Written request: Could you write out again everything from the line containing "of the house" down through the last of the lines below, requests included, offsetting every coordinate in the answers by adding -102 to it?

** start **

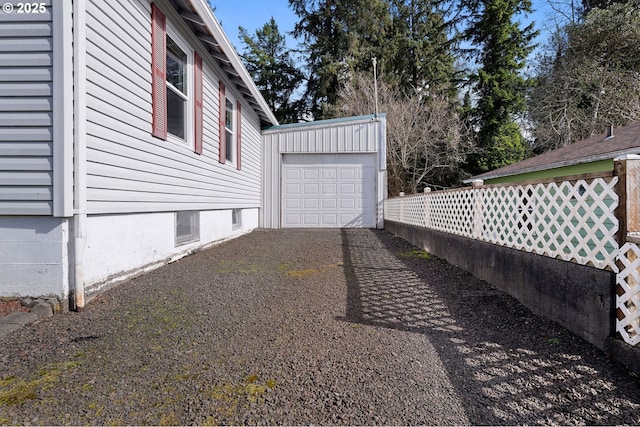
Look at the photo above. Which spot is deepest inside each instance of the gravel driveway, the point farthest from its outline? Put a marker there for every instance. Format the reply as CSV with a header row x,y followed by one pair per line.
x,y
308,327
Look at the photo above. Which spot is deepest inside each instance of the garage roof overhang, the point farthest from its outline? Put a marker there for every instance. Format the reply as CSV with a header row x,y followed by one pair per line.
x,y
199,17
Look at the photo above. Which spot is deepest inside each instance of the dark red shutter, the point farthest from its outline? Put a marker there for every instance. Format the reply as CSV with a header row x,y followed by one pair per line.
x,y
197,62
239,137
158,72
222,123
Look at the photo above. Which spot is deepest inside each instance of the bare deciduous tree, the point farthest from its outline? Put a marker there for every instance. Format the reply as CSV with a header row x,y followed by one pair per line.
x,y
424,137
589,79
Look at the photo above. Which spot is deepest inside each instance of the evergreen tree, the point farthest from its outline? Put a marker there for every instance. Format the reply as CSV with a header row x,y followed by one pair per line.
x,y
340,37
273,69
423,59
589,78
501,49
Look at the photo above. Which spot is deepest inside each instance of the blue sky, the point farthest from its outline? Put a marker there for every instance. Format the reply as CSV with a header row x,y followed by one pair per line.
x,y
253,14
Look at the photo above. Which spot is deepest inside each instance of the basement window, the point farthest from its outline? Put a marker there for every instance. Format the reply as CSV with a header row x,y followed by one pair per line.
x,y
236,218
187,227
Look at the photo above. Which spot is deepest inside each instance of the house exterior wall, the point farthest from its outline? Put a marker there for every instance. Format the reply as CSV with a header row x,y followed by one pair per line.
x,y
364,134
26,111
128,170
52,160
135,182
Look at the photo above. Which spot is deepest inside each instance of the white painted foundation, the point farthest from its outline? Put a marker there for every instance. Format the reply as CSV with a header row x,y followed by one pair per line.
x,y
34,256
123,246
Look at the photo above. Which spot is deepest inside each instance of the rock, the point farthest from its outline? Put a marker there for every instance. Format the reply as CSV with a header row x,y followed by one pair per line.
x,y
42,309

** end **

Result of this task:
Look at the photo above. Which spot is deepest inside each instance of the house exterior wall, the point farthest from its outline? Put a marker there for every instance. Format the reply as CSV with a header row x,y followed by one pair per line.
x,y
262,32
-76,9
26,68
-50,58
33,80
Look at the photo above. Which spot is deepest inside each instance of the white painted foundation, the point farthest from its outline? Put a marker there for every instance. Format the reply as CSV with a header row x,y followed by one pair per line.
x,y
-68,154
21,144
Look at the photo above. Which spot is deepest inside each instance of the rock, the point farthest from its outline? Put a marker there for every instance. Format the reply as CSV with a header row x,y followed by one pair per line.
x,y
-60,207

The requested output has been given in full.